#### [DÉFI A]
Extrayez le passage cité dans son intégralité, sans en modifier un seul mot.

___ PASSAGE CITÉ ___

Nous les avons donc parcourues une première fois pour monter chercher Fabien et Laura à Nassau, une remontée un peu expresse qui nous a toutefois permis de nous habituer à la navigation dans les eaux peu profondes du Bank et de repérer quelques sites remarquables…
Mais nous avons davantage profité des Exumas avec nos invités de marque pendant une croisière d’une dizaine de jours. A chaque instant, nous avions le sentiment de vivre un rêve éveillé que ce soit avec nos yeux ébahis par tant de beauté, nos cœurs palpitants lors de nos rencontres avec requins, raies ou tortues, nos souffles coupés par la richesse de la vie des récifs coralliens et des grottes, notre étonnement devant des cochons en liberté nageant dans les eaux bordant les plages de sable blanc, notre émerveillement lors de notre immersion dans la grotte de Thunderball Grotto où fut tourner un James Bond !
Les photos ne rendent pas justice à tant de beauté, on y devine juste la transparence et la luxuriance des eaux de ces îles indicibles ! Alors en regardant ce petit montage, ayez à l’esprit que c’est cent fois, mille fois, un milliard de fois plus beau !
Les bleus tristes des bassins artificiels d’Atlantis
Mais en contre-point aux Exumas, il y a Nassau, la capitale des Bahamas située sur l’île de New Providence où habite la majorité de la population bahamienne (250 000 habitants sur les 400 000 que compte le pays). Ici s’agglutine aussi la majorité des touristes genre touriste très touriste !
Ici, tout est fait pour, je dirais, la « consommation touristique » avec en point d’orgue son temple, j’ai nommé Paradise Island. Cette île de 6 km sur 1 km est pratiquement totalement occupée par un centre de vacances tout compris, Atlantis, avec hôtels, restaurants, plages, golf, piscines, casino, boutiques de luxes et bassins immenses accueillant les espèces marines des Bahamas…
Des raies au milieu du béton, des requins derrière des vitres et du corail en plastique
Même si les bassins sont gigantesques, j’ai eu de la peine pour les requins, raies, barracudas nageant en aller-retour dans cette prison d’eau et pour le pauvre mérou qui était en train d’agoniser derrière la vitre prévue pour nous permettre d’admirer sa robe rayée !

___

#### [DÉFI B]
Présentez sous forme de liste numérotée les lignes ci-dessous, depuis la ligne qui contient « find beach | » jusqu'à la dernière ligne incluse, en omettant les lignes vides.

___ MATÉRIEL ___

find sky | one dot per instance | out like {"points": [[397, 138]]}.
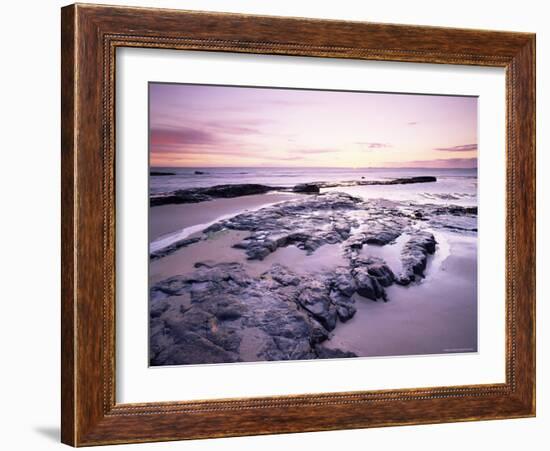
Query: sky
{"points": [[227, 126]]}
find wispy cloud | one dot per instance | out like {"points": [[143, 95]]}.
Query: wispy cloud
{"points": [[373, 145], [166, 138], [313, 151], [462, 148]]}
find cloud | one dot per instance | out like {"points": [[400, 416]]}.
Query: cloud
{"points": [[314, 151], [457, 163], [462, 148], [374, 145], [167, 137]]}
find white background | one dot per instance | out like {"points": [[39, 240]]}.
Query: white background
{"points": [[137, 383], [30, 225]]}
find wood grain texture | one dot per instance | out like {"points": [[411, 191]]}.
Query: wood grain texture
{"points": [[90, 36]]}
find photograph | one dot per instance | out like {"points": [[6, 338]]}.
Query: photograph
{"points": [[295, 224]]}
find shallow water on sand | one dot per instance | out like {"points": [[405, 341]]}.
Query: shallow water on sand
{"points": [[437, 315]]}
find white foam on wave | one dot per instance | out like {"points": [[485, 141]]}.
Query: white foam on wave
{"points": [[167, 240]]}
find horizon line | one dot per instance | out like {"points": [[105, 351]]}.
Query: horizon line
{"points": [[305, 167]]}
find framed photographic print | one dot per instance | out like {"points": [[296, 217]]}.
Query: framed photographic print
{"points": [[280, 224]]}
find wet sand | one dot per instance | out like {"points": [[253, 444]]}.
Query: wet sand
{"points": [[435, 316], [166, 219]]}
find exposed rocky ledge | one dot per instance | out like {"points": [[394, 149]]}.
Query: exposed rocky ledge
{"points": [[194, 195], [218, 313], [159, 173]]}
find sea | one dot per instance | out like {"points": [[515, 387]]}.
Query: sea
{"points": [[453, 186]]}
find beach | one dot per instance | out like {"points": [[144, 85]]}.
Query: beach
{"points": [[352, 270]]}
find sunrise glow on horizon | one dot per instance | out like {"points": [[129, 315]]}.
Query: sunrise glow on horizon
{"points": [[220, 126]]}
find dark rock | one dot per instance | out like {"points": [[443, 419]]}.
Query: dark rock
{"points": [[367, 285], [307, 188], [159, 174], [173, 248], [226, 305], [414, 256], [194, 195], [315, 299], [420, 179]]}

___

#### [BONNE RÉPONSE A]
Nous les avons donc parcourues une première fois pour monter chercher Fabien et Laura à Nassau, une remontée un peu expresse qui nous a toutefois permis de nous habituer à la navigation dans les eaux peu profondes du Bank et de repérer quelques sites remarquables…
Mais nous avons davantage profité des Exumas avec nos invités de marque pendant une croisière d’une dizaine de jours. A chaque instant, nous avions le sentiment de vivre un rêve éveillé que ce soit avec nos yeux ébahis par tant de beauté, nos cœurs palpitants lors de nos rencontres avec requins, raies ou tortues, nos souffles coupés par la richesse de la vie des récifs coralliens et des grottes, notre étonnement devant des cochons en liberté nageant dans les eaux bordant les plages de sable blanc, notre émerveillement lors de notre immersion dans la grotte de Thunderball Grotto où fut tourner un James Bond !
Les photos ne rendent pas justice à tant de beauté, on y devine juste la transparence et la luxuriance des eaux de ces îles indicibles ! Alors en regardant ce petit montage, ayez à l’esprit que c’est cent fois, mille fois, un milliard de fois plus beau !
Les bleus tristes des bassins artificiels d’Atlantis
Mais en contre-point aux Exumas, il y a Nassau, la capitale des Bahamas située sur l’île de New Providence où habite la majorité de la population bahamienne (250 000 habitants sur les 400 000 que compte le pays). Ici s’agglutine aussi la majorité des touristes genre touriste très touriste !
Ici, tout est fait pour, je dirais, la « consommation touristique » avec en point d’orgue son temple, j’ai nommé Paradise Island. Cette île de 6 km sur 1 km est pratiquement totalement occupée par un centre de vacances tout compris, Atlantis, avec hôtels, restaurants, plages, golf, piscines, casino, boutiques de luxes et bassins immenses accueillant les espèces marines des Bahamas…
Des raies au milieu du béton, des requins derrière des vitres et du corail en plastique
Même si les bassins sont gigantesques, j’ai eu de la peine pour les requins, raies, barracudas nageant en aller-retour dans cette prison d’eau et pour le pauvre mérou qui était en train d’agoniser derrière la vitre prévue pour nous permettre d’admirer sa robe rayée !

#### [BONNE RÉPONSE B]
1. find beach | one dot per instance | out like {"points": [[144, 85]]}.
2. Query: beach
3. {"points": [[352, 270]]}
4. find sunrise glow on horizon | one dot per instance | out like {"points": [[129, 315]]}.
5. Query: sunrise glow on horizon
6. {"points": [[220, 126]]}
7. find dark rock | one dot per instance | out like {"points": [[443, 419]]}.
8. Query: dark rock
9. {"points": [[367, 285], [307, 188], [159, 174], [173, 248], [226, 305], [414, 256], [194, 195], [315, 299], [420, 179]]}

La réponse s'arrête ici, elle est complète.